** Opening Records for processing block **

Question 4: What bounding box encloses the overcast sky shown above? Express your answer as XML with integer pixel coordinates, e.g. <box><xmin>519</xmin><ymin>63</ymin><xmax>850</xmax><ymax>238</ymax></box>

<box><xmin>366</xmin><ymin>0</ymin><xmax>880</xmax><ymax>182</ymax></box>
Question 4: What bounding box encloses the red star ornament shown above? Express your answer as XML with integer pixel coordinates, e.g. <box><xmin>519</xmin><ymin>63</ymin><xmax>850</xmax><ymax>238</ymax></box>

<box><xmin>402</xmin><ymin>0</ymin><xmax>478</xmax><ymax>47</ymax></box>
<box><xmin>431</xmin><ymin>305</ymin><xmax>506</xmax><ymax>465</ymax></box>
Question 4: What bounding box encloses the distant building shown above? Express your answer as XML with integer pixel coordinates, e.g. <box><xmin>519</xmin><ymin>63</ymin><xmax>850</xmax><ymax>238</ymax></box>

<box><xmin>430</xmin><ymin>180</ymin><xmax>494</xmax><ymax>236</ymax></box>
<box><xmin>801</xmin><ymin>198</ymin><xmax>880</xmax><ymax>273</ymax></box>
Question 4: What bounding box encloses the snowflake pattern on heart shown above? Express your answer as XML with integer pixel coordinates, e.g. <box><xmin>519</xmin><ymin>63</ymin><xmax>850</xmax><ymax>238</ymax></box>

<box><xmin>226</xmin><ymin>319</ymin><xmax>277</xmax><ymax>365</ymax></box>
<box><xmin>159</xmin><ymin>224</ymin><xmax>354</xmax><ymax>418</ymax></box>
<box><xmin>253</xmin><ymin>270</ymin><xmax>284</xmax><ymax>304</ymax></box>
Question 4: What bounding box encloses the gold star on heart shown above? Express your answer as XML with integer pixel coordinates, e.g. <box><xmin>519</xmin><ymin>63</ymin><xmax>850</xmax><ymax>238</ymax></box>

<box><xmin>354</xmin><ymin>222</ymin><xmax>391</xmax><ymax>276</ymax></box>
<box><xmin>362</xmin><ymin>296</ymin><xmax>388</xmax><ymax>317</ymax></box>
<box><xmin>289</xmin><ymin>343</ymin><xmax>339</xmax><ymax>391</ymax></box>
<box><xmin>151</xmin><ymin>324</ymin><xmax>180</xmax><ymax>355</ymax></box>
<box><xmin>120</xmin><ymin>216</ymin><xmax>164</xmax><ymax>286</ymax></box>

** Closing Records for processing block **

Nothing in the listing may be changed; retype it all exactly.

◆ **Solved problem**:
Question 4: What bounding box encloses the overcast sky shown above? Express your answer as XML with integer pixel coordinates, e.g. <box><xmin>519</xmin><ymin>63</ymin><xmax>850</xmax><ymax>238</ymax></box>

<box><xmin>366</xmin><ymin>0</ymin><xmax>880</xmax><ymax>182</ymax></box>
Question 4: What bounding box encloses the red star ornament shown above? Express your answer as XML with integer pixel coordinates, e.g. <box><xmin>519</xmin><ymin>63</ymin><xmax>850</xmax><ymax>238</ymax></box>

<box><xmin>402</xmin><ymin>0</ymin><xmax>478</xmax><ymax>47</ymax></box>
<box><xmin>431</xmin><ymin>305</ymin><xmax>506</xmax><ymax>465</ymax></box>
Question 4: What bounding box encloses the distant building shown above? Express your answer as XML with integer pixel coordinates, e.g. <box><xmin>519</xmin><ymin>63</ymin><xmax>850</xmax><ymax>238</ymax></box>

<box><xmin>430</xmin><ymin>180</ymin><xmax>494</xmax><ymax>236</ymax></box>
<box><xmin>801</xmin><ymin>198</ymin><xmax>880</xmax><ymax>273</ymax></box>
Question 4: What bounding box encloses the snowflake pattern on heart shown above? Express your answer as XML with integer pixel coordinates, e.g. <box><xmin>519</xmin><ymin>63</ymin><xmax>850</xmax><ymax>238</ymax></box>

<box><xmin>226</xmin><ymin>319</ymin><xmax>277</xmax><ymax>365</ymax></box>
<box><xmin>159</xmin><ymin>224</ymin><xmax>354</xmax><ymax>418</ymax></box>
<box><xmin>253</xmin><ymin>270</ymin><xmax>284</xmax><ymax>304</ymax></box>
Question 4: What bounding box encloses the gold star on heart shown above? Express your answer as XML with integer pixel coordinates, e.g. <box><xmin>519</xmin><ymin>63</ymin><xmax>850</xmax><ymax>238</ymax></box>

<box><xmin>354</xmin><ymin>222</ymin><xmax>391</xmax><ymax>276</ymax></box>
<box><xmin>362</xmin><ymin>296</ymin><xmax>388</xmax><ymax>317</ymax></box>
<box><xmin>289</xmin><ymin>343</ymin><xmax>339</xmax><ymax>391</ymax></box>
<box><xmin>151</xmin><ymin>324</ymin><xmax>180</xmax><ymax>355</ymax></box>
<box><xmin>120</xmin><ymin>216</ymin><xmax>164</xmax><ymax>286</ymax></box>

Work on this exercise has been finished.